• _Provided data_
####
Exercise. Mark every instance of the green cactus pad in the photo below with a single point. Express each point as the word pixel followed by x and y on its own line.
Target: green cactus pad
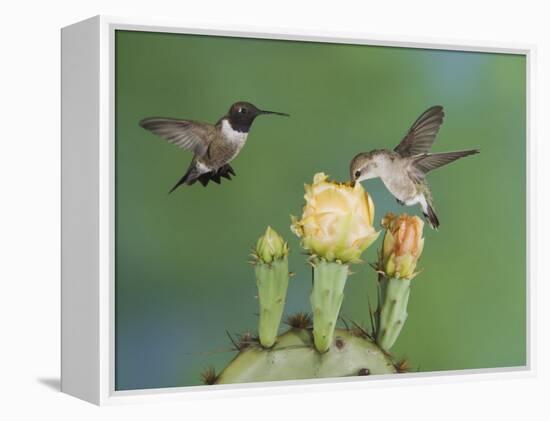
pixel 294 357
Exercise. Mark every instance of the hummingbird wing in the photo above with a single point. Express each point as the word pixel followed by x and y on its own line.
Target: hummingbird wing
pixel 420 137
pixel 428 162
pixel 186 134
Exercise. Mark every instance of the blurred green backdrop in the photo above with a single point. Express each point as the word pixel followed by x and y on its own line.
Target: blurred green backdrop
pixel 182 277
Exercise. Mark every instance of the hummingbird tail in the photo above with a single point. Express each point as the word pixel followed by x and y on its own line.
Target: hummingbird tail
pixel 192 176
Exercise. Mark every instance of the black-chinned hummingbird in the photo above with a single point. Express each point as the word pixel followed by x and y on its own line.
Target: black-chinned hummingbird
pixel 213 145
pixel 403 170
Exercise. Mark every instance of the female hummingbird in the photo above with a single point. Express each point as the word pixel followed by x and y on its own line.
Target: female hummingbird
pixel 213 145
pixel 403 170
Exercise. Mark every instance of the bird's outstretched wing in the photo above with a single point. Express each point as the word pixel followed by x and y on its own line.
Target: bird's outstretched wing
pixel 420 137
pixel 186 134
pixel 428 162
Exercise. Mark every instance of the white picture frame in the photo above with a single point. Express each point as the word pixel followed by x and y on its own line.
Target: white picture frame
pixel 88 213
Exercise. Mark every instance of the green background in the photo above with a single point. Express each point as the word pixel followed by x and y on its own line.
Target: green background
pixel 182 277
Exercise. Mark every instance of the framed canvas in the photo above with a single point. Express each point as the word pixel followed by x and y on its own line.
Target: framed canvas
pixel 246 209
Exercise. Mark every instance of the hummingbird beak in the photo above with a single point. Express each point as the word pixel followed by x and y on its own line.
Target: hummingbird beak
pixel 273 112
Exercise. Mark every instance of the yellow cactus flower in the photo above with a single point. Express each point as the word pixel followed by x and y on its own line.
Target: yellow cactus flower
pixel 337 220
pixel 403 244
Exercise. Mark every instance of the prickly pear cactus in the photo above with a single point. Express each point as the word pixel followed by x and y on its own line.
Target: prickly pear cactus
pixel 336 227
pixel 295 357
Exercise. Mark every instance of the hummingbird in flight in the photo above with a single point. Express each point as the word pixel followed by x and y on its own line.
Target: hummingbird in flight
pixel 403 170
pixel 213 145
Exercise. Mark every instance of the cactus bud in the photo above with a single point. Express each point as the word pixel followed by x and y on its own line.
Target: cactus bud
pixel 403 244
pixel 272 281
pixel 271 246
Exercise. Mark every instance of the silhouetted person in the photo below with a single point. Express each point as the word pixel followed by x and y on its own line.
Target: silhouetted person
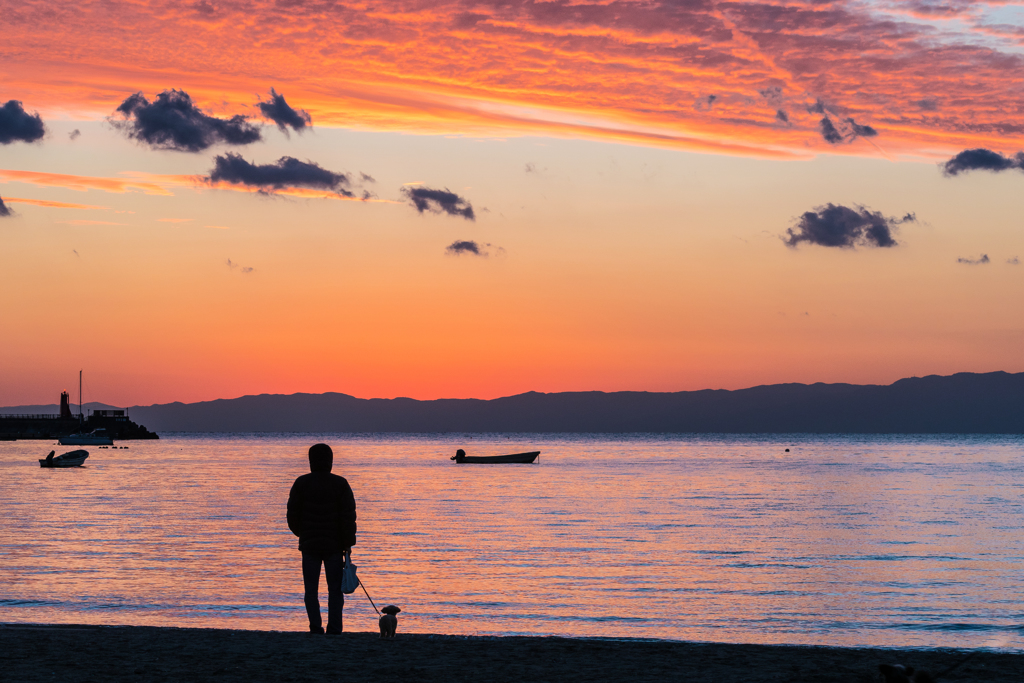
pixel 322 513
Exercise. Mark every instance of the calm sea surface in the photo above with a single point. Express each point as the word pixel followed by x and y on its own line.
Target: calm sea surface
pixel 904 541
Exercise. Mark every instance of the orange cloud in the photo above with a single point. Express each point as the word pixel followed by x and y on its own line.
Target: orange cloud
pixel 52 205
pixel 711 77
pixel 85 182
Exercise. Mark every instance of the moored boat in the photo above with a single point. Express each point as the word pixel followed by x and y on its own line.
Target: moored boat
pixel 95 437
pixel 71 459
pixel 516 458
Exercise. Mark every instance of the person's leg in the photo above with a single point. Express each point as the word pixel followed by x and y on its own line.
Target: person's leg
pixel 334 566
pixel 310 583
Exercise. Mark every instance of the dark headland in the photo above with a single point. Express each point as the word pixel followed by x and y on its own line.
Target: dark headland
pixel 31 653
pixel 964 403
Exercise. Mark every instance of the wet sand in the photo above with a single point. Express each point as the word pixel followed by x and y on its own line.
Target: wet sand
pixel 31 652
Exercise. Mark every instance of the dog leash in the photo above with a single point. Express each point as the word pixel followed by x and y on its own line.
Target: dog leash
pixel 369 598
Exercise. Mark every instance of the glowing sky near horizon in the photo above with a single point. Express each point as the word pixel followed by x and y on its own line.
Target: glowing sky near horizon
pixel 632 168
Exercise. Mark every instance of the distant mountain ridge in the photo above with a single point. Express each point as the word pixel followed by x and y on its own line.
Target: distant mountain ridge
pixel 966 402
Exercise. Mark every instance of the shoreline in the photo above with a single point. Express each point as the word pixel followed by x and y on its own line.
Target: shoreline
pixel 31 652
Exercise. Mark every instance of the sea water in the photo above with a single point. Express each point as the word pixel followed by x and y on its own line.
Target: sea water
pixel 880 541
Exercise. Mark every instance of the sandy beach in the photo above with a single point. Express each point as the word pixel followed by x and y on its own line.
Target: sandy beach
####
• _Problem to solve_
Send back exactly the lines from the line with "Exercise. Mark every instance of the shoreline" through the end of the records.

• _Reply to the task_
Exercise. Mark every instance of the shoreline in the photo above with a single point. Express each point as the word pixel followed by x and y on its own line.
Target: shoreline
pixel 31 652
Exercise. Mark every instance of the sea water in the photo above with a single point. Express each point as the word pixel followed by x and y on its own line.
Target: sea water
pixel 880 541
Exercise. Mark every instance of the sandy beach in the photo above with a single point. Express each point as the word pixel followed by x and y on its own line.
Target: sandy beach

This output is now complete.